[Dataset items]
--

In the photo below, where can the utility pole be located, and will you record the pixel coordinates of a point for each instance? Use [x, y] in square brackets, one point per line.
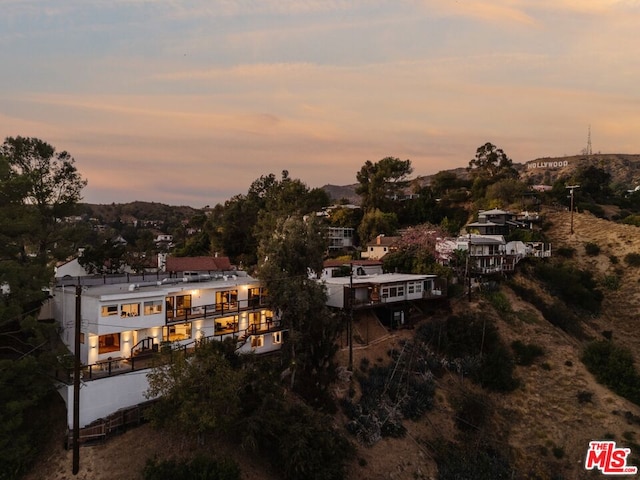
[76, 383]
[571, 189]
[350, 317]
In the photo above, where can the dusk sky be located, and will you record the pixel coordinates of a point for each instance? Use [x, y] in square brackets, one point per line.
[188, 102]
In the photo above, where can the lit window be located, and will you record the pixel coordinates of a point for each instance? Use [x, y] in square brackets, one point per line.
[153, 307]
[109, 310]
[109, 343]
[130, 310]
[179, 331]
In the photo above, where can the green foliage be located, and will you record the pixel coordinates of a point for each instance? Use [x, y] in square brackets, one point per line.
[377, 222]
[200, 468]
[555, 313]
[632, 259]
[611, 282]
[501, 303]
[295, 247]
[300, 443]
[526, 353]
[566, 252]
[199, 394]
[472, 411]
[592, 249]
[475, 340]
[403, 389]
[379, 182]
[471, 461]
[574, 286]
[613, 366]
[506, 191]
[25, 394]
[631, 220]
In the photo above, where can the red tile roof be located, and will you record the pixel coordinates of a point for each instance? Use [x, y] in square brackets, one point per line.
[198, 264]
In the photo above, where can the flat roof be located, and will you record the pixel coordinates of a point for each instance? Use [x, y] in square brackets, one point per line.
[159, 288]
[378, 279]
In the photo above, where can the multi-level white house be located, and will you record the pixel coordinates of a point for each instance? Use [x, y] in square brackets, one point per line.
[121, 324]
[360, 285]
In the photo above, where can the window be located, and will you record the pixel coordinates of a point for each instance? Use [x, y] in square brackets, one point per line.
[179, 331]
[109, 310]
[109, 343]
[178, 306]
[153, 307]
[227, 300]
[130, 310]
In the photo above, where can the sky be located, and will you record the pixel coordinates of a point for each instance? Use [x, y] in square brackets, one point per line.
[189, 102]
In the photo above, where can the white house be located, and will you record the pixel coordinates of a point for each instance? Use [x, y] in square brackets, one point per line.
[121, 323]
[379, 247]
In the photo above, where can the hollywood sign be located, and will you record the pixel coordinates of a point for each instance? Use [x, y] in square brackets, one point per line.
[560, 164]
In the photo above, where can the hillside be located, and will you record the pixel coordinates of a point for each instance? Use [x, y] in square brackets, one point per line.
[542, 426]
[623, 168]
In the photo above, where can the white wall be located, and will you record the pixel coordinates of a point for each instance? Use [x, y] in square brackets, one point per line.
[100, 398]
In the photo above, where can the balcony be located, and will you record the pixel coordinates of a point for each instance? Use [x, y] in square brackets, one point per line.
[186, 314]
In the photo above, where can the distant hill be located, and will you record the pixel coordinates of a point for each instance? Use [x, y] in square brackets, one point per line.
[146, 211]
[623, 168]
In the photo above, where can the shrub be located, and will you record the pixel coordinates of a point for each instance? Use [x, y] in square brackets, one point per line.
[200, 467]
[481, 462]
[558, 452]
[566, 252]
[632, 259]
[574, 286]
[472, 411]
[613, 366]
[592, 249]
[525, 354]
[584, 396]
[611, 282]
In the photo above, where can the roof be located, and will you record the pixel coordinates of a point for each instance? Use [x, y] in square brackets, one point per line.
[379, 279]
[359, 263]
[494, 211]
[383, 241]
[161, 289]
[198, 264]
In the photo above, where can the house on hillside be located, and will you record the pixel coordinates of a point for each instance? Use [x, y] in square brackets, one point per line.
[203, 265]
[340, 238]
[355, 286]
[122, 324]
[491, 254]
[379, 247]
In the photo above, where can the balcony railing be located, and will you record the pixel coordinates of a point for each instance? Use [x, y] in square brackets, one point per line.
[180, 315]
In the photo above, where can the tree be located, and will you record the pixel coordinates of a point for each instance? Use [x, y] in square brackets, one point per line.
[236, 227]
[375, 223]
[491, 161]
[198, 394]
[287, 257]
[53, 183]
[379, 182]
[26, 351]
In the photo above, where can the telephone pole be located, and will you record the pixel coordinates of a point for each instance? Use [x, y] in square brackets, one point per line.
[350, 317]
[571, 189]
[76, 383]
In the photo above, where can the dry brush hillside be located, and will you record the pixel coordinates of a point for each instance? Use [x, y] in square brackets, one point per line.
[541, 425]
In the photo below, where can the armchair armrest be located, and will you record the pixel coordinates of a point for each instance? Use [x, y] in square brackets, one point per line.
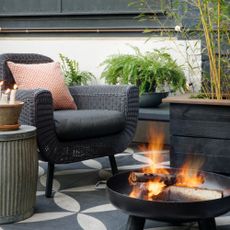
[38, 111]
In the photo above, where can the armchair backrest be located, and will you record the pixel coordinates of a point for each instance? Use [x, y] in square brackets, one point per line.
[23, 58]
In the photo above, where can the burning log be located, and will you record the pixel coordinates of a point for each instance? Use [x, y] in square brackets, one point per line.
[168, 179]
[186, 194]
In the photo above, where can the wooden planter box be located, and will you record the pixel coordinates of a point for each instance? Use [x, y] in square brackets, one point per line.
[200, 127]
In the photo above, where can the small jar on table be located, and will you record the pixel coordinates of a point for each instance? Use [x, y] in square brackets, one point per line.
[18, 174]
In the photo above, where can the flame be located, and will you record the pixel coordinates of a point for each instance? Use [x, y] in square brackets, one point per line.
[136, 192]
[7, 91]
[152, 152]
[189, 175]
[154, 188]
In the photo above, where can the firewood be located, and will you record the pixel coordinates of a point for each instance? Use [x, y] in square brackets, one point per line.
[168, 179]
[186, 194]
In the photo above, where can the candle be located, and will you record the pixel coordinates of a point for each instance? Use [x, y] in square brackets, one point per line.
[4, 98]
[13, 94]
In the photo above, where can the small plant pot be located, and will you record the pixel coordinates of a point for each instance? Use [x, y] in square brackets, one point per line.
[148, 100]
[9, 115]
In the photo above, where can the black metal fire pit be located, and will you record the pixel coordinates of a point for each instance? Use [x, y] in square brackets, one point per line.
[204, 212]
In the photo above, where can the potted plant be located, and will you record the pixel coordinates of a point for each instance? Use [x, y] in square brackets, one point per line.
[155, 73]
[72, 74]
[200, 124]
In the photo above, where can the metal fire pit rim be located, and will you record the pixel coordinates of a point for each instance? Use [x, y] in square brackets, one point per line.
[170, 211]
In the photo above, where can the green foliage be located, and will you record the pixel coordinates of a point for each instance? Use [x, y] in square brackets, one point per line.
[206, 20]
[149, 71]
[72, 73]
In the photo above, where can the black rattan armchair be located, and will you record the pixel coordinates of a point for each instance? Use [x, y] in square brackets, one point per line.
[38, 111]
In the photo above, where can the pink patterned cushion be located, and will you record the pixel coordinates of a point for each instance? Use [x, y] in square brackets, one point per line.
[46, 75]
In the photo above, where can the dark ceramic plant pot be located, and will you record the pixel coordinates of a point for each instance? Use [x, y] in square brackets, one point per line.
[148, 100]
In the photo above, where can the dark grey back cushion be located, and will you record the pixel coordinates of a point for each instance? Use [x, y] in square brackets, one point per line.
[80, 124]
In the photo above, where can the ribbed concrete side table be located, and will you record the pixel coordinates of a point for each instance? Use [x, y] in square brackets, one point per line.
[18, 173]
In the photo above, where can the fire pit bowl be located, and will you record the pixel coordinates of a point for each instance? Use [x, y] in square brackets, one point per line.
[204, 212]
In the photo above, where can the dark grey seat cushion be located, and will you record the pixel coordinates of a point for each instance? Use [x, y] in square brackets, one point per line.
[78, 124]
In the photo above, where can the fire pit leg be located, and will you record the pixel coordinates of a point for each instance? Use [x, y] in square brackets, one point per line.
[207, 224]
[135, 223]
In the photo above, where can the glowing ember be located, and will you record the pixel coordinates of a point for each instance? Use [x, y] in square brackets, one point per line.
[188, 176]
[154, 188]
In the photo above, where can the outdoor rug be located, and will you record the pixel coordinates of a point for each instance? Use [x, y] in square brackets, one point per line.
[80, 200]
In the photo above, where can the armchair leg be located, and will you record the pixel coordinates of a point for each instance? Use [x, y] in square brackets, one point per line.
[113, 164]
[49, 179]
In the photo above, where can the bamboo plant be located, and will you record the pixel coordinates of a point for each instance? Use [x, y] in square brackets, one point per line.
[212, 28]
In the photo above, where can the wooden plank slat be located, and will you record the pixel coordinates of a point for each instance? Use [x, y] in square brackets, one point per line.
[215, 152]
[210, 129]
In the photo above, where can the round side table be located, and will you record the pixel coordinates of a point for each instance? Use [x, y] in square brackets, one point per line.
[18, 174]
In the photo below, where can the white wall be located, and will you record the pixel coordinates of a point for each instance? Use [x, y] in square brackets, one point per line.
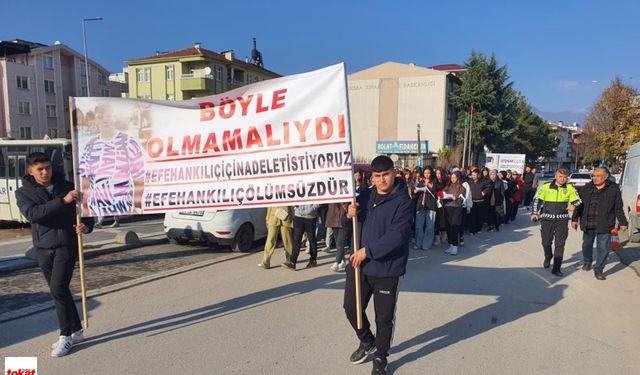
[364, 100]
[421, 101]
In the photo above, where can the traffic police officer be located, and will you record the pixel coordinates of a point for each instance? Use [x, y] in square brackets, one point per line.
[553, 204]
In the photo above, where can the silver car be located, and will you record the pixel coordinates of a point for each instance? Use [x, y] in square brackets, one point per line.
[579, 179]
[237, 228]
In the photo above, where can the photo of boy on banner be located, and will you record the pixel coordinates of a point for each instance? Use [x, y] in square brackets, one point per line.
[111, 167]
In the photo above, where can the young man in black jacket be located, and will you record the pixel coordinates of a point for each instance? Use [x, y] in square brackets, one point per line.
[383, 255]
[602, 205]
[47, 200]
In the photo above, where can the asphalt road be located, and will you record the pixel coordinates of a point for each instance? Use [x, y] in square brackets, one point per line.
[490, 310]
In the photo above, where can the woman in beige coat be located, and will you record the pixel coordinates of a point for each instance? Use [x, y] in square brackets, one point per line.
[278, 222]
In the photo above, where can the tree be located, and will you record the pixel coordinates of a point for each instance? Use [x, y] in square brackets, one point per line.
[613, 124]
[531, 135]
[486, 87]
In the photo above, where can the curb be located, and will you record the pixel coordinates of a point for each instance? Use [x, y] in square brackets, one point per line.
[34, 309]
[23, 263]
[630, 258]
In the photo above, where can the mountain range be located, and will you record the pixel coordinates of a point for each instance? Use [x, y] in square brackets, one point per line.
[567, 117]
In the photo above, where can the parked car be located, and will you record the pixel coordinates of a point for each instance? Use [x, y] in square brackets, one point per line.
[579, 179]
[238, 228]
[630, 186]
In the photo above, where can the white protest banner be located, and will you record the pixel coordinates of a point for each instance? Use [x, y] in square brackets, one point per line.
[502, 162]
[284, 141]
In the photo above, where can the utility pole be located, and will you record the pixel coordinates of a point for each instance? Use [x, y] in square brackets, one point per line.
[470, 134]
[419, 157]
[464, 147]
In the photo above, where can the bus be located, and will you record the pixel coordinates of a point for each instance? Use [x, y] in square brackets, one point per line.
[13, 167]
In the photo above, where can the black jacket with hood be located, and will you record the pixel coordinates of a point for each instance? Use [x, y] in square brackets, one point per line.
[610, 207]
[386, 232]
[51, 219]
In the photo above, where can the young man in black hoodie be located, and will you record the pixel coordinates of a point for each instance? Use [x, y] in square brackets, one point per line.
[47, 200]
[601, 206]
[384, 251]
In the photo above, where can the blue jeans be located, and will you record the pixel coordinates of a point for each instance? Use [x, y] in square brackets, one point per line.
[425, 228]
[603, 243]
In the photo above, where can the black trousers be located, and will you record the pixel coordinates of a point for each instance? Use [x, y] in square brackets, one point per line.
[526, 196]
[300, 226]
[385, 297]
[454, 217]
[475, 217]
[514, 210]
[57, 266]
[508, 210]
[557, 230]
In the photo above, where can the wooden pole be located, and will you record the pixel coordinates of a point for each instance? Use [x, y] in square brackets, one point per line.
[356, 247]
[355, 218]
[464, 148]
[76, 182]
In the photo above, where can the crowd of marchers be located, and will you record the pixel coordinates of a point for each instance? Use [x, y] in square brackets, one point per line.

--

:: Description of the task ::
Copy exactly the lines above, from the one containing "In the photo above, where can the white protest" through the very last line.

:: Solution to the exercise ::
In the photo above, where can the white protest banner be located, and will you record the pixel coordinates of a point for each instance? Use [x, y] in square brackets, one point per line.
[502, 162]
[284, 141]
In the photo above, where can the utility pole be located, and will you record the pixel coordinates of a point for each instance? Use [x, y] in square brackets, one point per line.
[470, 134]
[419, 157]
[464, 147]
In the photo above, where can the bus be located, and will you record the pixel coordinates of a point for each instance? Use [x, y] in square brackets, one point per line.
[13, 167]
In the photo above, where can the black jacket with hood be located, and will you record the pixel coordinates of a point for each instance? Use [x, y] in square brackets, one point per line.
[610, 207]
[386, 232]
[51, 219]
In the photo above, where can the young man in black hoodie be located, and will you record the pixel coordinates of a point for each instance? Use [x, y] in square brackets, one point per line.
[47, 200]
[601, 206]
[384, 251]
In the photo above, where can the blue jeans be located, and will you record the pixel coordinates of a point for each instance? Use [x, y] in square brackets, one point per line.
[425, 228]
[603, 243]
In the photo above, where can the black trousers be located, and will you record the pixel coordinates of a point for each instance? Use [x, y] in square brackets, one point per line.
[526, 196]
[300, 226]
[385, 297]
[454, 217]
[475, 217]
[514, 210]
[57, 266]
[508, 210]
[557, 230]
In the photo above, where can the wooden pole be located, and will you record the pixel coordinates of a point for each instance? Use [x, y] in square brackets, one point per line.
[356, 247]
[355, 218]
[464, 148]
[76, 182]
In the photo above, where can the crowd of marchers be located, and will you record the pixel coordinates of a point for each instance? Use [x, y] in square brackets, one point per line.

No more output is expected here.